__CHALLENGE A__. State how many lines of the entries below contain the string "feather". Case counts. Give only the number.

# Google Storage Read CSV with Neo4j Python API
In the examples that follows, we will be using the Neo4j python client
[Neo4j python client](https://neo4j.com/developer/python/)

## Setup Neo4j instance
Create a free account at [https://sandbox.neo4j.com](https://sandbox.neo4j.com). Choose the "Blank Sandbox - Graph Data Science" option.

When your sandbox has been created, fill in the Bolt URL and password below.

In the examples that follows, we will be using the new PySpark graphdatascience client library.

## Setup Neo4j Python client imports

In [None]:
from neo4j import GraphDatabase
import pandas as pd
import warnings

Import visualization libraries for analyzing dataframes in this notebook.

In [None]:
import warnings
import seaborn as sns
from matplotlib import pyplot as plt

Define Neo4j connection variables.  Yours will be different.

In [None]:
neo4j_url = "bolt://***removed***:7687"
neo4j_user = "neo4j"
neo4j_password = "***removed***"
neo4j_database= "neo4j"

Create a helper class Neo4jConnection for working with the Neo4j python client.

In [None]:
class Neo4jPythonClient:

    def __init__(self, uri, user, pwd):

        self.__uri = uri
        self.__user = user
        self.__pwd = pwd
        self.__driver = None

        try:
            self.__driver = GraphDatabase.driver(self.__uri, auth=(self.__user, self.__pwd))
        except Exception as e:
            print("Failed to create the driver:", e)

    def close(self):

        if self.__driver is not None:
            self.__driver.close()

    def query(self, query, parameters=None, db=None):

        assert self.__driver is not None, "Driver not initialized!"
        session = None
        response = None

        try:
            session = self.__driver.session(database=db) if db is not None else self.__driver.session()
            response = list(session.run(query, parameters))
        except Exception as e:
            print("Query failed:", e)
        finally:
            if session is not None:
                session.close()
        return response

    def queryToDf(self, query, parameters=None, db=None):

        assert self.__driver is not None, "Driver not initialized!"

Records from a pointing dataset
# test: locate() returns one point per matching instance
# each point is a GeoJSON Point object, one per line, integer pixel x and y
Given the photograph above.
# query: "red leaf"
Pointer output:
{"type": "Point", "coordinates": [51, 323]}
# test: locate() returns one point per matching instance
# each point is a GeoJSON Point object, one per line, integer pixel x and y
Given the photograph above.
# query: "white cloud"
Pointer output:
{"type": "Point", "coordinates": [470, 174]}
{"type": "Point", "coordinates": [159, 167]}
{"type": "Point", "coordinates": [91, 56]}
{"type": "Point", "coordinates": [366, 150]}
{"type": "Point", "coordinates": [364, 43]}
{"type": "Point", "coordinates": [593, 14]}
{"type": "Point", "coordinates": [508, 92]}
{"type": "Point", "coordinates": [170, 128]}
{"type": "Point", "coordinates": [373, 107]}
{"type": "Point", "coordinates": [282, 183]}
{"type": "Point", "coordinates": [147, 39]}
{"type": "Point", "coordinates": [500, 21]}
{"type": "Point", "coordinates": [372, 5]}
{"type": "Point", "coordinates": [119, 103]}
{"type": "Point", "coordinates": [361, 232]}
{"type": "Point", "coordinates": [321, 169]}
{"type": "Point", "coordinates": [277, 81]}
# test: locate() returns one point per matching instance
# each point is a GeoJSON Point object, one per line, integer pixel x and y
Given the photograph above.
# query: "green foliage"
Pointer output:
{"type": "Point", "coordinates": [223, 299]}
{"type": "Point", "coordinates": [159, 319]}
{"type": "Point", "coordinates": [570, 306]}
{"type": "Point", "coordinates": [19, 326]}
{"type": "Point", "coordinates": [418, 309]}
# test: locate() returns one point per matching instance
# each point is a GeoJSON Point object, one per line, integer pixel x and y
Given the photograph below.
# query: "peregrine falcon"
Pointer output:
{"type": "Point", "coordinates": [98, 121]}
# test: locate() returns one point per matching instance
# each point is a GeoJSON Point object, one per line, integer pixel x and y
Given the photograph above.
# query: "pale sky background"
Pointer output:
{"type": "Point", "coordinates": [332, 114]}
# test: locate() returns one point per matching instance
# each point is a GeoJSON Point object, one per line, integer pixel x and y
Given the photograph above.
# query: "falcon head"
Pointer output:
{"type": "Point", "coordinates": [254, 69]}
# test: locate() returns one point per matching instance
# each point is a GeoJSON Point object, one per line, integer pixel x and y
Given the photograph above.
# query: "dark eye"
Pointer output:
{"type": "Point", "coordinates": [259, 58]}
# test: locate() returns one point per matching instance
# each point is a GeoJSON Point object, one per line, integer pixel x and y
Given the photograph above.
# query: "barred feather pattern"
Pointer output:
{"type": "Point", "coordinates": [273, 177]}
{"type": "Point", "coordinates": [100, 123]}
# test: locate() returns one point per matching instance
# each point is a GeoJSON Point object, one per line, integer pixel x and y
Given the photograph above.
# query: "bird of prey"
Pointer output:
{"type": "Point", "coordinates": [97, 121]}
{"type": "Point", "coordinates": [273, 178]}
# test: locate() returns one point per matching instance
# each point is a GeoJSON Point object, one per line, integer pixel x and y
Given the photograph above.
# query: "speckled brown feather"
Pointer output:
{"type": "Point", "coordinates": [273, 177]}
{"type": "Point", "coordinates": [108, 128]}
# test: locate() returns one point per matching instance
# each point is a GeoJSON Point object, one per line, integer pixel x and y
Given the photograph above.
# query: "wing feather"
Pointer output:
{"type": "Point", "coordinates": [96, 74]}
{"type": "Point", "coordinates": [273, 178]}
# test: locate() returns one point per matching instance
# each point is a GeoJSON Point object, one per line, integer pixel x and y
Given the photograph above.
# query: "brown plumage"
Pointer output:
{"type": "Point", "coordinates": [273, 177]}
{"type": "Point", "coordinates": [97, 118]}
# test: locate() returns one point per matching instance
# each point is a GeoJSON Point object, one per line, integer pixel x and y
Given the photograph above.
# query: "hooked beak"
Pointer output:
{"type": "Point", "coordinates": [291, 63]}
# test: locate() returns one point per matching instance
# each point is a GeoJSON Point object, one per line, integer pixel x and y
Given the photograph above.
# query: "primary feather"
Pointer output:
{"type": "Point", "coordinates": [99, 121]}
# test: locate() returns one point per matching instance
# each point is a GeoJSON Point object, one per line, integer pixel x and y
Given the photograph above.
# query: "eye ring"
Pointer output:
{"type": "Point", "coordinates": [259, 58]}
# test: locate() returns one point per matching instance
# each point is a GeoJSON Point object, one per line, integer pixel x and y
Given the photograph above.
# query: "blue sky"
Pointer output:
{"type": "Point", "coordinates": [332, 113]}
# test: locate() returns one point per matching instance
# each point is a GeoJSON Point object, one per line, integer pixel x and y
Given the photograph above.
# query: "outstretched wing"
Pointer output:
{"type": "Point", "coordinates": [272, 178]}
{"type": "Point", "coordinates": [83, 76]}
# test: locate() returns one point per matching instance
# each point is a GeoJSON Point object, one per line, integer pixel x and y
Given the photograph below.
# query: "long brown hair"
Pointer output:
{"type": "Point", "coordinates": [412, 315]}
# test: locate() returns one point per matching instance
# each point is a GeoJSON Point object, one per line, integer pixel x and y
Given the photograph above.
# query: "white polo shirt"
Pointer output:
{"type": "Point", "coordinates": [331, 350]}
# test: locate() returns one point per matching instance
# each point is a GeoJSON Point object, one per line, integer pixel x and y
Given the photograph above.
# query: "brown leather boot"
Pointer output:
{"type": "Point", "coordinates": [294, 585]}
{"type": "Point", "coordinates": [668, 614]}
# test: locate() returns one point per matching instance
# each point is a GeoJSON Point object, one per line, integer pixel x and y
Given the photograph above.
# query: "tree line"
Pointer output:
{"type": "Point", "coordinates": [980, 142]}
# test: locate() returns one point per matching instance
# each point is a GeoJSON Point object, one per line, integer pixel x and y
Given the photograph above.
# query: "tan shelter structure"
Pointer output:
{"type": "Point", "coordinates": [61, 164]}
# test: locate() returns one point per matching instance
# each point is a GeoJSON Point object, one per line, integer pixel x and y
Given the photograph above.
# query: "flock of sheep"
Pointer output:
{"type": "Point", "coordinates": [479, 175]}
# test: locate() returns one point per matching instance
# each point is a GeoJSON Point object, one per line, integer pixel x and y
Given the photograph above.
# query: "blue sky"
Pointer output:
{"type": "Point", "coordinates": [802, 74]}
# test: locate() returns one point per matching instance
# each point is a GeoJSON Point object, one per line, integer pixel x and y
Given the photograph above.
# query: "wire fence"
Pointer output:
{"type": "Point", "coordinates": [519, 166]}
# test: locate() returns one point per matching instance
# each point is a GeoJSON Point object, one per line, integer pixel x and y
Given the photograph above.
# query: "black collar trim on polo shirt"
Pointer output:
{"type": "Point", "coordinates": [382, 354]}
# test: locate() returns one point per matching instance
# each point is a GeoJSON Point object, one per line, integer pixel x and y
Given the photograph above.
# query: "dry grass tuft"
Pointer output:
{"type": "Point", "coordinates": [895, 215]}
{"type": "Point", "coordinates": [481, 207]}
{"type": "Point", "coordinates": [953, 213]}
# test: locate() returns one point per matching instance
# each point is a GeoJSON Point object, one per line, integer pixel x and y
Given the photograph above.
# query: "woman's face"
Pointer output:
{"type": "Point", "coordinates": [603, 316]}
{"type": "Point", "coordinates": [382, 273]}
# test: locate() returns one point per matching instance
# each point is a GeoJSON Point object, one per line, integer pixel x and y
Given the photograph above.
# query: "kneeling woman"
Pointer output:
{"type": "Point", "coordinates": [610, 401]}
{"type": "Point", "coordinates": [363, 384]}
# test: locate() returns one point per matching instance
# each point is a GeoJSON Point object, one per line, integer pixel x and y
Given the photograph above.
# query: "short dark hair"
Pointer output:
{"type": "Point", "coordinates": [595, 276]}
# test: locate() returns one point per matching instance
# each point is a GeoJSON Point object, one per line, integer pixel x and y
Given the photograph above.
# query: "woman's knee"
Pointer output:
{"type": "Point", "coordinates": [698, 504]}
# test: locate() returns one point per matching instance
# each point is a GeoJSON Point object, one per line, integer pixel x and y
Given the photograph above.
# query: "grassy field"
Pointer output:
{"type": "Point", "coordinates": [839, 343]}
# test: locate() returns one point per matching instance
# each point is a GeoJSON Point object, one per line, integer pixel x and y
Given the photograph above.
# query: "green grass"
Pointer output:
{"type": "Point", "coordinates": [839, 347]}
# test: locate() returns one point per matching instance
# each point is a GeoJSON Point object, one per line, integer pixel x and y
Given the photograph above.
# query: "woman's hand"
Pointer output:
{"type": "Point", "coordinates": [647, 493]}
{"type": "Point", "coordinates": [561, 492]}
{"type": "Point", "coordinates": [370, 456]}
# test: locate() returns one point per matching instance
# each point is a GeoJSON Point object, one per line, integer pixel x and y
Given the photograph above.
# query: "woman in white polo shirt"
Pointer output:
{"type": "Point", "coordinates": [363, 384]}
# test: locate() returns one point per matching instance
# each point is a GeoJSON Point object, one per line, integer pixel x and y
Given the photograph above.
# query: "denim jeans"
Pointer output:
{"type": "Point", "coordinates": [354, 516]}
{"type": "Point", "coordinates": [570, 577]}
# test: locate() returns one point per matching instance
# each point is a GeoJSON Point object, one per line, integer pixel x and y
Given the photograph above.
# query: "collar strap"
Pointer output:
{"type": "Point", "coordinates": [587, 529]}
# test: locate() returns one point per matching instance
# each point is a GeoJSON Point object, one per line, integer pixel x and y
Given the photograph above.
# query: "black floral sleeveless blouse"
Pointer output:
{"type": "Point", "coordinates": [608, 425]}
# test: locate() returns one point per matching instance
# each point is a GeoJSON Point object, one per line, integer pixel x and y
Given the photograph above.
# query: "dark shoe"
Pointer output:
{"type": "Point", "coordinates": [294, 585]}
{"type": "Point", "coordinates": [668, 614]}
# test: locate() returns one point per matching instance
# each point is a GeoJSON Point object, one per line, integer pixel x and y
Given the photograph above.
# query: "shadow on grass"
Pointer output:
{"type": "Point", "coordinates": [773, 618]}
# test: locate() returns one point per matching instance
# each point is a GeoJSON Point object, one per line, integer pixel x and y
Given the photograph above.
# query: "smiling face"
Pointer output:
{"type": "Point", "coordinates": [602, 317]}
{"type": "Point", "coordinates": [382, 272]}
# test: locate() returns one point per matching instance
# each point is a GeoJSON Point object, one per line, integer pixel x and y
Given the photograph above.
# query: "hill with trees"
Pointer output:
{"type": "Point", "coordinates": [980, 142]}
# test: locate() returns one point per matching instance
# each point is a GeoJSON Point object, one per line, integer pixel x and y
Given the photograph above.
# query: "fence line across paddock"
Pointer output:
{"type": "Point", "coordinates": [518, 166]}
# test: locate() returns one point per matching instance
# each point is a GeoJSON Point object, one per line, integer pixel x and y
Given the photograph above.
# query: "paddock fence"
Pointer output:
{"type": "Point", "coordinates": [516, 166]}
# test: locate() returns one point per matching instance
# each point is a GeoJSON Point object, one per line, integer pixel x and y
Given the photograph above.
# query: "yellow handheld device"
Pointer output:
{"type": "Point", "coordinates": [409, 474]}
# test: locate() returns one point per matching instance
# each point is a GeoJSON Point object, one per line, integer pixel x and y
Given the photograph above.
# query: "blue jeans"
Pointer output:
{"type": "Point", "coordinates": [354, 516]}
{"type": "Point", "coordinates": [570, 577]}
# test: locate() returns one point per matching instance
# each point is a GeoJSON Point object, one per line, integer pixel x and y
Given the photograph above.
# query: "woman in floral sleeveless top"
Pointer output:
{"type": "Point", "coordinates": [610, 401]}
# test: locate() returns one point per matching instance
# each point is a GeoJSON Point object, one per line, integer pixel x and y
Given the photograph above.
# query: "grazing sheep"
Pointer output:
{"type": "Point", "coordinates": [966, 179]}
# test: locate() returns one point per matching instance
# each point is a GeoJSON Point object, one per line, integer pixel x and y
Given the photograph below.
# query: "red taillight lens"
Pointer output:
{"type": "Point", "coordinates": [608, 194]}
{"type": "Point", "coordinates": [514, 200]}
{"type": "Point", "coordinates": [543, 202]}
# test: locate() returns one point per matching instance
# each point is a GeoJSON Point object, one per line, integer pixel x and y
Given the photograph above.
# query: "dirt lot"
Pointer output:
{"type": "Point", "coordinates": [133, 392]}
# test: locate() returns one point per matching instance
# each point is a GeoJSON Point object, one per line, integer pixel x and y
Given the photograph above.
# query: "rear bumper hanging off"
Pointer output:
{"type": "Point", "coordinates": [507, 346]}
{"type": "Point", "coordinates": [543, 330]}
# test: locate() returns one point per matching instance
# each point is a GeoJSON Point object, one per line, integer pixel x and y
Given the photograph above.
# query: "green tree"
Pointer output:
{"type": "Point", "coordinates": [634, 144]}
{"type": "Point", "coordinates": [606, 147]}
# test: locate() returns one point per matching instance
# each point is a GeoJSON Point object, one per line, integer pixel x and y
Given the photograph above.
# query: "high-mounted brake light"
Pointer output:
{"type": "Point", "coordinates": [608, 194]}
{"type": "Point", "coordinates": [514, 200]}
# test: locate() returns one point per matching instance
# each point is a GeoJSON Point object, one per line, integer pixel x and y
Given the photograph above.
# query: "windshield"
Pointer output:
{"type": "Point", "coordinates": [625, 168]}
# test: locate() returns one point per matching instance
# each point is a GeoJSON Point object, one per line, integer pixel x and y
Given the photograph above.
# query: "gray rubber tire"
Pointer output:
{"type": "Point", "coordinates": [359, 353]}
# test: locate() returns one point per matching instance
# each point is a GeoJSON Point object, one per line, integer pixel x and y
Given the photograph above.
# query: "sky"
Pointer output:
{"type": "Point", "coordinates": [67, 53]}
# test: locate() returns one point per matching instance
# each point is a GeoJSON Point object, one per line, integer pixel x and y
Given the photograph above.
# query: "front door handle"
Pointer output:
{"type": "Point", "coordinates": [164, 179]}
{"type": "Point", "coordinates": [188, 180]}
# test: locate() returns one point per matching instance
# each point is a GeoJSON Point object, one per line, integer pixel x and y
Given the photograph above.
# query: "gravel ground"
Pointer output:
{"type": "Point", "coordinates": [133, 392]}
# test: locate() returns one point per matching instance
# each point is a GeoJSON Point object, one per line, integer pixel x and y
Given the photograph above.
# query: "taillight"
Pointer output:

__CHALLENGE B__. Using the Neo4j Python client page above, decide whether each statement agrees with it: (i) the sandbox option to choose is "Blank Sandbox - Graph Data Science"; (ii) the database name variable is set to "system"; (iii) a failure to create the driver causes the error to be printed. Answer yes or no for each and quote the deciding words of the page.

__WRITTEN ANSWER A__. 4

__WRITTEN ANSWER B__.
(i) Yes: 'Choose the "Blank Sandbox - Graph Data Science" option.'
(ii) No: 'neo4j_database= "neo4j"'
(iii) Yes: 'print("Failed to create the driver:", e)'